▶ **Activity**:
How many lines in the records below contain the word "plank"? Answer with the number only.

▶ **Supplied material**:

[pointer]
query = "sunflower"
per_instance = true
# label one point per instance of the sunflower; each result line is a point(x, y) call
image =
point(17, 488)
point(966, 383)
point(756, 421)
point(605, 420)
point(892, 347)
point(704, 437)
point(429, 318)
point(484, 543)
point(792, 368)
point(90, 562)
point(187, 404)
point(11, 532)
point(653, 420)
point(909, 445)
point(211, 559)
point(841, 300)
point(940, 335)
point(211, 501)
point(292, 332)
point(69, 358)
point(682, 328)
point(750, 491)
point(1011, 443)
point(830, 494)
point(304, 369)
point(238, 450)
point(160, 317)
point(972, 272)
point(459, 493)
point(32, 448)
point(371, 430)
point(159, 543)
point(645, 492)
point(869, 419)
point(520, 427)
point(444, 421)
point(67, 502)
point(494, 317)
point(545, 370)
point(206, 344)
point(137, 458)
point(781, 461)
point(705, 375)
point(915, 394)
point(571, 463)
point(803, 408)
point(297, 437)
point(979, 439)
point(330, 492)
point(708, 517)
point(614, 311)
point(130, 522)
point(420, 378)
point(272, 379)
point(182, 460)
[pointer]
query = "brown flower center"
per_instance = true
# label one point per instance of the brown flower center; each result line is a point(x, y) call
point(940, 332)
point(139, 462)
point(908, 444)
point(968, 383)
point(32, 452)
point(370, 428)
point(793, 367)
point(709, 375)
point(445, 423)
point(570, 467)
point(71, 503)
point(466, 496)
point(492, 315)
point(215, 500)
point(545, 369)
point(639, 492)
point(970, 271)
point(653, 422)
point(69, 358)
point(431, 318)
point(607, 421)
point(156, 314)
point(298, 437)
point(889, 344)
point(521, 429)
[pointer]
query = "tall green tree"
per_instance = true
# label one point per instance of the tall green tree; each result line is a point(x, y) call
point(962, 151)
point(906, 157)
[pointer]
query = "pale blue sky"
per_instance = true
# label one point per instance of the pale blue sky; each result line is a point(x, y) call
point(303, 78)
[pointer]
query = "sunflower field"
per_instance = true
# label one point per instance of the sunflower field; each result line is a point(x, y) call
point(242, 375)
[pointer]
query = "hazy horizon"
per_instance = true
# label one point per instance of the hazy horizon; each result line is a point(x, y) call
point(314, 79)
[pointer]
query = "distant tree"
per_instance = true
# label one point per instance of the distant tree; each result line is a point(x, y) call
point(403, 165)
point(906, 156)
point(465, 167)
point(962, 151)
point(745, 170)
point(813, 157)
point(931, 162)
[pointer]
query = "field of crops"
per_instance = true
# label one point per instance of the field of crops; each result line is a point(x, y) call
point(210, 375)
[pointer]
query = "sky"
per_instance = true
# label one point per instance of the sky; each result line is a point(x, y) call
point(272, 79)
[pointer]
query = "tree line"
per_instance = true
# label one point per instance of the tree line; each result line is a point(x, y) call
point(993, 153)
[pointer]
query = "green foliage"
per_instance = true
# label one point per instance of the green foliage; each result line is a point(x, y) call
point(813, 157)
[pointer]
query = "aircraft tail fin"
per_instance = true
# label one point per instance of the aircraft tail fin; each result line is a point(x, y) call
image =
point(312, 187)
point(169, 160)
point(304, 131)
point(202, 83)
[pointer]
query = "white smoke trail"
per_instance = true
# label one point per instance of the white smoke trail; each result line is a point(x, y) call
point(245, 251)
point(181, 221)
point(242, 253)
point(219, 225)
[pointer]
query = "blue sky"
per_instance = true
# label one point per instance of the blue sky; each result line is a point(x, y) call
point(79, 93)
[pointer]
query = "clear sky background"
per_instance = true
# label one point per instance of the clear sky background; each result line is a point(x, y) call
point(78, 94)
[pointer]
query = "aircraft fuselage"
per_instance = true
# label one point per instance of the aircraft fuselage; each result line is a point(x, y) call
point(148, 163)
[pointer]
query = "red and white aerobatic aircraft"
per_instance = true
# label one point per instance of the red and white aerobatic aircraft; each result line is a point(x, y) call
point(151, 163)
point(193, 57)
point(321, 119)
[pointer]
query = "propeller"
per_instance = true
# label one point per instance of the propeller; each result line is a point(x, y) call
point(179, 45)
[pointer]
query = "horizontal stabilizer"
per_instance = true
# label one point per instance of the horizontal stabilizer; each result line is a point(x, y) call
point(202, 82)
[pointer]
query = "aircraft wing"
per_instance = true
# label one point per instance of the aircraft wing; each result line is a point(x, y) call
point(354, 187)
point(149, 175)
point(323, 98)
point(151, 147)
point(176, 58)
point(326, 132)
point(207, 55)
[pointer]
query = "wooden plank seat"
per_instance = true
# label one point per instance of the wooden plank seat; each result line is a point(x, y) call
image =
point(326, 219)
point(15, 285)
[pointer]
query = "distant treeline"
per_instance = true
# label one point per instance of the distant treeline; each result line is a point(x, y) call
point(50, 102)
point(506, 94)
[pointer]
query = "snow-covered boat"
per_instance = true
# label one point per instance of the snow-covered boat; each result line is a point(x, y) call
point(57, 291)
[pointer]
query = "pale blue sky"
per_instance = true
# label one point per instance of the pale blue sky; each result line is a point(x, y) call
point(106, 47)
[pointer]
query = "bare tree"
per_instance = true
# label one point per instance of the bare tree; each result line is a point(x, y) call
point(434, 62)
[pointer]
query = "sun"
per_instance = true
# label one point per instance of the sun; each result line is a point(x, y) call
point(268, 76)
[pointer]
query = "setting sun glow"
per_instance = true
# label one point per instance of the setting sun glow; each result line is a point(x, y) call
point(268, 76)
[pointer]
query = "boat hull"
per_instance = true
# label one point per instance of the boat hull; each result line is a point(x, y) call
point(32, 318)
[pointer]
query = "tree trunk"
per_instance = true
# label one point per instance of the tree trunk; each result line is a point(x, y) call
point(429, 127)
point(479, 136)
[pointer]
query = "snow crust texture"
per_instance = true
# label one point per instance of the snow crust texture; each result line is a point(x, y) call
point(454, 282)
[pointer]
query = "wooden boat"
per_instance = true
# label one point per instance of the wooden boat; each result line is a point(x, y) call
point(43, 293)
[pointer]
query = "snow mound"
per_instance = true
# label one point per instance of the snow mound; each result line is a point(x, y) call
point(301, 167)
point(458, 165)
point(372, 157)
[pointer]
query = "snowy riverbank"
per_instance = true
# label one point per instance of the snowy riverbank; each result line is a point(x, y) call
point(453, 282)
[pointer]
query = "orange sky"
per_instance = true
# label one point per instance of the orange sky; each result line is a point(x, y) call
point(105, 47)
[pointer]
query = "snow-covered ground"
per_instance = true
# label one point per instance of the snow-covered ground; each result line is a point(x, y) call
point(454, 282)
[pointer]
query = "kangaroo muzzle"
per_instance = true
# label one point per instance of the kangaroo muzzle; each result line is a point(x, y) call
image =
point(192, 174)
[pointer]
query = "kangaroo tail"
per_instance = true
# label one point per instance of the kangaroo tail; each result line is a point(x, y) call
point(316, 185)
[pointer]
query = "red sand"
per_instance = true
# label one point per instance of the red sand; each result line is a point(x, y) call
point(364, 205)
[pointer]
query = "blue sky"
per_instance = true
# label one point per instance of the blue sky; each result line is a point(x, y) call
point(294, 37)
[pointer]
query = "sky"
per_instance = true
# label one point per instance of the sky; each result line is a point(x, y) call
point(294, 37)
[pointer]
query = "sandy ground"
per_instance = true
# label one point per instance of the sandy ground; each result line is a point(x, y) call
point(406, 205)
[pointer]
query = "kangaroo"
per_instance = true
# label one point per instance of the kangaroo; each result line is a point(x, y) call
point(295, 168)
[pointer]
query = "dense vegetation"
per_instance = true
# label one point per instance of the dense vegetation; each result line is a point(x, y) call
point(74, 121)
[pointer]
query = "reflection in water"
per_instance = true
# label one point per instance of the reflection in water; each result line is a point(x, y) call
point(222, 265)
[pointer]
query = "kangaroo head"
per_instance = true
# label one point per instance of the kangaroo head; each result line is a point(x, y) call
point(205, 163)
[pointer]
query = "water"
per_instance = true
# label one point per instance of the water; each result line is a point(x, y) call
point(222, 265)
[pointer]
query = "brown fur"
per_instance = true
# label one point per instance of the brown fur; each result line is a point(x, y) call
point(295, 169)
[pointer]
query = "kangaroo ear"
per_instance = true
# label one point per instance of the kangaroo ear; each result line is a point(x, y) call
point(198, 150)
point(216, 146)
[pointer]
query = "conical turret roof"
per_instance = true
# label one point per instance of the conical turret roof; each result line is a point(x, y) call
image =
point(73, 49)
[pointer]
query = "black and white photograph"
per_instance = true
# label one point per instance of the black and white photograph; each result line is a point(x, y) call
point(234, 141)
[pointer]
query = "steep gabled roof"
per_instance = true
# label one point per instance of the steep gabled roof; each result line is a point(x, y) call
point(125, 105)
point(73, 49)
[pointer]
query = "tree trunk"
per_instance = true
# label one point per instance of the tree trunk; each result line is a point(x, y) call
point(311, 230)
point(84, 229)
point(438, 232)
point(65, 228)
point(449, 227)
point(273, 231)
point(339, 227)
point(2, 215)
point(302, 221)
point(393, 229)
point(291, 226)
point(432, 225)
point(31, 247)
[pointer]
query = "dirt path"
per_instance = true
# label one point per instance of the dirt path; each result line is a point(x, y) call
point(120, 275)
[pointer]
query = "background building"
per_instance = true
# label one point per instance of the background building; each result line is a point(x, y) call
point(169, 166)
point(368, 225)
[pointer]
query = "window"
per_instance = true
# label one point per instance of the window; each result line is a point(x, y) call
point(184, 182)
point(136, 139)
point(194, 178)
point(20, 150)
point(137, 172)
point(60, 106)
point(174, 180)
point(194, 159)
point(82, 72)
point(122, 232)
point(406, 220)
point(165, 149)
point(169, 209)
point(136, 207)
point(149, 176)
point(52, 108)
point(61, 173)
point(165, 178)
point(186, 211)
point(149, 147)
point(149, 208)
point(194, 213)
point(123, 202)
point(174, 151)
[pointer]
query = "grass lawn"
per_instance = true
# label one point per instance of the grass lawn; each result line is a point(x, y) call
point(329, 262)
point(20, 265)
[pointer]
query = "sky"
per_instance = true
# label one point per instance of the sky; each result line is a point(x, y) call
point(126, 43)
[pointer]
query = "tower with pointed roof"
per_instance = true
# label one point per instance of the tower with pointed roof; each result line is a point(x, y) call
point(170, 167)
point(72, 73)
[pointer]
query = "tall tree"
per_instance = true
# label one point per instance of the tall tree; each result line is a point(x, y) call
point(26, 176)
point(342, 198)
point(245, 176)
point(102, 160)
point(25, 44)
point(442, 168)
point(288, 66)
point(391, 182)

▶ **Solution to this task**:
2